WHAT IS REQUIRED. Repeat the records from the line holding "the man's chin" through the end of the records, inclusive, changing "exercise" to "activity" and keeping everything else the same. Leave the pictures out of your answer.

....

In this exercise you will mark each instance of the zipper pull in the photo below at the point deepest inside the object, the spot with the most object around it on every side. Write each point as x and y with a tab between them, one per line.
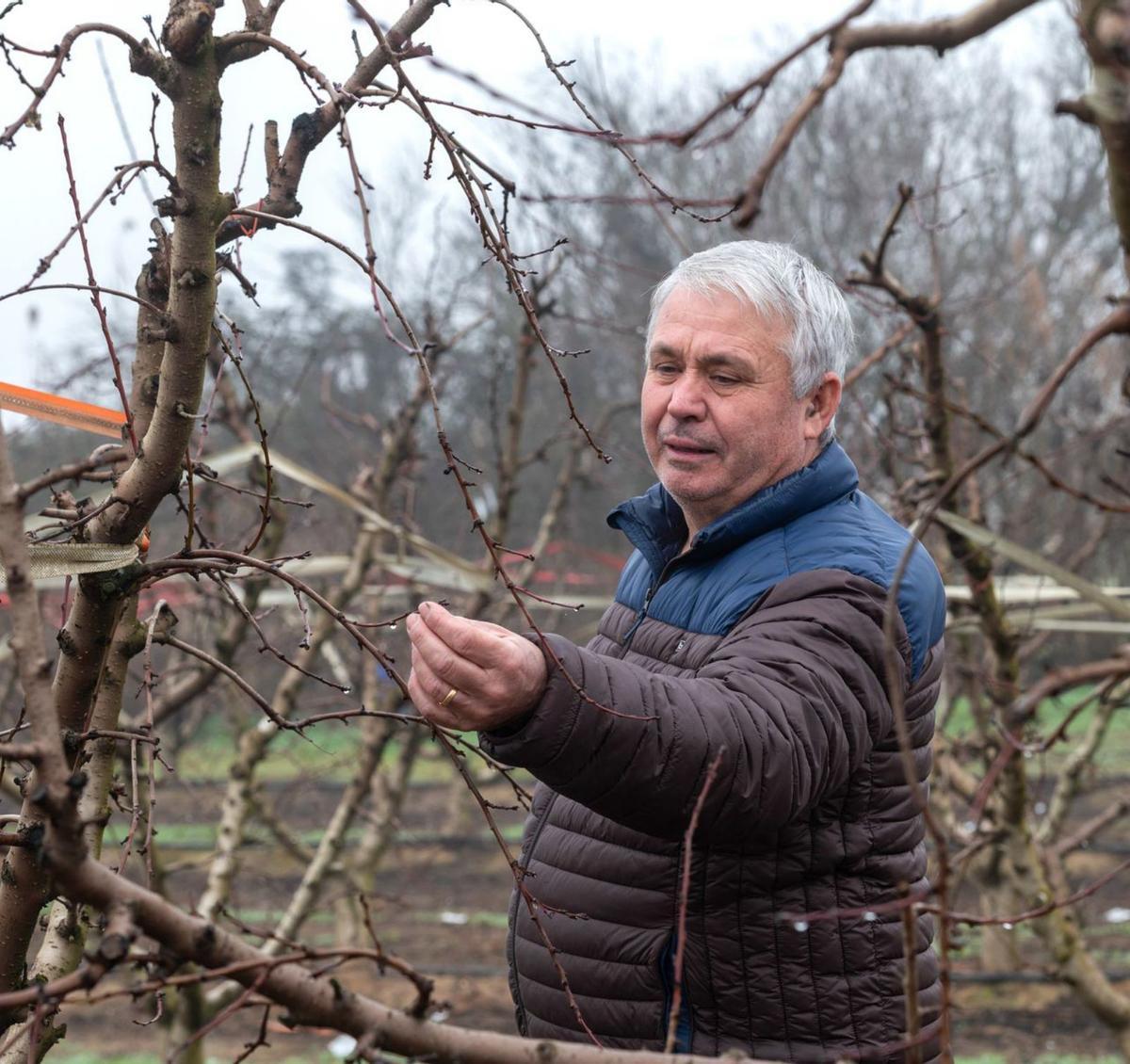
639	616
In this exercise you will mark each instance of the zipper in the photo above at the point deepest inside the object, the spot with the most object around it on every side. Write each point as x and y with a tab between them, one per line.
647	601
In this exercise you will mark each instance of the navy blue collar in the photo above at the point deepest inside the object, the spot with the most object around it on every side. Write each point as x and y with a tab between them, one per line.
654	524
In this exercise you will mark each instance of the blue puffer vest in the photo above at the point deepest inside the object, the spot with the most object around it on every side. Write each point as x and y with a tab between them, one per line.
763	645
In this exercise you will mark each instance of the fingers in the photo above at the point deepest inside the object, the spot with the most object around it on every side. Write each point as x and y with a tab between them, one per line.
427	690
477	641
445	666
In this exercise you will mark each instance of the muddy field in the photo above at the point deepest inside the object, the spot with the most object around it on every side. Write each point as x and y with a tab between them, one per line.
441	901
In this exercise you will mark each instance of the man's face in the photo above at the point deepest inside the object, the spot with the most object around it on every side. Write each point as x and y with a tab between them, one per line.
718	411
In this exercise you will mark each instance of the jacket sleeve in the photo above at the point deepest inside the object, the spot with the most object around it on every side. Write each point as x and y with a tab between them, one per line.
795	696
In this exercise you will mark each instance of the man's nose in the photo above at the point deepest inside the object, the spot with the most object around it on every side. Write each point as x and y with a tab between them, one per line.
686	400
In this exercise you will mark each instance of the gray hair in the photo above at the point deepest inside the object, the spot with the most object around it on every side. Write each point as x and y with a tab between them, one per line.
775	281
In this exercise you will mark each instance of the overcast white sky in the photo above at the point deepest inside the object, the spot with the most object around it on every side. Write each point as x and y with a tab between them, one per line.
679	40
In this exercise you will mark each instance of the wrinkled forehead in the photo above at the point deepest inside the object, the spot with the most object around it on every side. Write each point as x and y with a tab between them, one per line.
689	309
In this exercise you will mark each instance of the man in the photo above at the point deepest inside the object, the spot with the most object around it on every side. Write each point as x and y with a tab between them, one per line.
749	623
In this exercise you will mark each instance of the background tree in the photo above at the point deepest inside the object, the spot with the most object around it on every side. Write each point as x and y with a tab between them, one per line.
980	253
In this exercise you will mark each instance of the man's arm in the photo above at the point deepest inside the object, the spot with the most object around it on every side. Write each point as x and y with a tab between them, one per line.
795	695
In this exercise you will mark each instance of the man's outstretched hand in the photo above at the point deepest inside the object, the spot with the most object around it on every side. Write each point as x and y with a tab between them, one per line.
496	675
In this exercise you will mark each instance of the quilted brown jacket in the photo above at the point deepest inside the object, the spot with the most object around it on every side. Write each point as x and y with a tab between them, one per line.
763	640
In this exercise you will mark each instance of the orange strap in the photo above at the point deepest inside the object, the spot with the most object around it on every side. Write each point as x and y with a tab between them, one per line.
63	411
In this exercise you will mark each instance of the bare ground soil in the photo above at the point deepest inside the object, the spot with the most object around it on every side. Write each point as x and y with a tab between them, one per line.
441	904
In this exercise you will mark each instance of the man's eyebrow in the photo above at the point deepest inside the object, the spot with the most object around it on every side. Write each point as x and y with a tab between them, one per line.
709	362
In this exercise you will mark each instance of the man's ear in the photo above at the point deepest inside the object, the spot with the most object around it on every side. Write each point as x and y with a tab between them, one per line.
820	405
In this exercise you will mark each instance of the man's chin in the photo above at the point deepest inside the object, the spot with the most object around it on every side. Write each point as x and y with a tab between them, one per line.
685	487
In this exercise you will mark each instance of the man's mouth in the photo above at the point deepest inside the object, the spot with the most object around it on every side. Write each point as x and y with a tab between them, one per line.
686	448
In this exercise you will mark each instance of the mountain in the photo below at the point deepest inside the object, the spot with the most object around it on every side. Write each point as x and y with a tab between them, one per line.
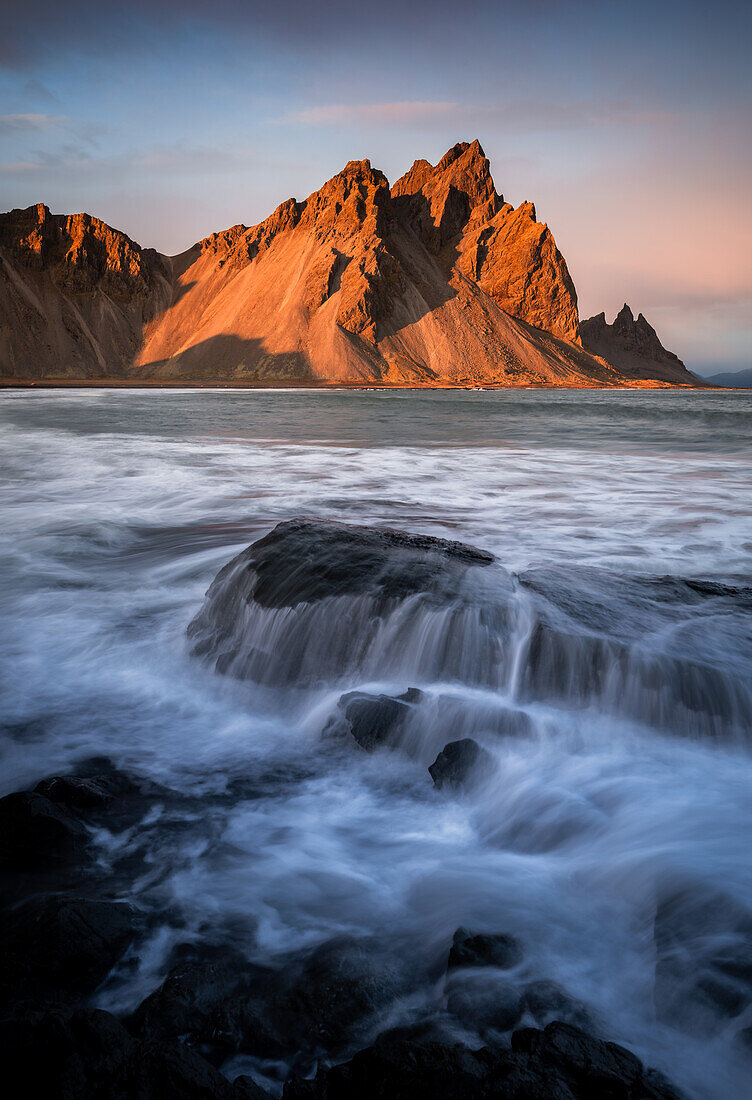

....

TASK RESULT.
In this activity you will mark each instance of the man's chin in the photo above at the point deepest inside the object, the spot with the most object around it on every side. Write each point as x and y with a tab between them, one per line.
685	487
In this activity you will mark each instance of the man's mouth in the photo above at the point deepest inside the object, the spot with the most object around it on every side. Write each point as x and y with a tab between them, one per line.
686	448
In this activity you will mark each instance of the mountain in the photo below at the point deepest inside the object, the spot with the most object around it on every side. Write each point as x and y with a tab between them, one per line.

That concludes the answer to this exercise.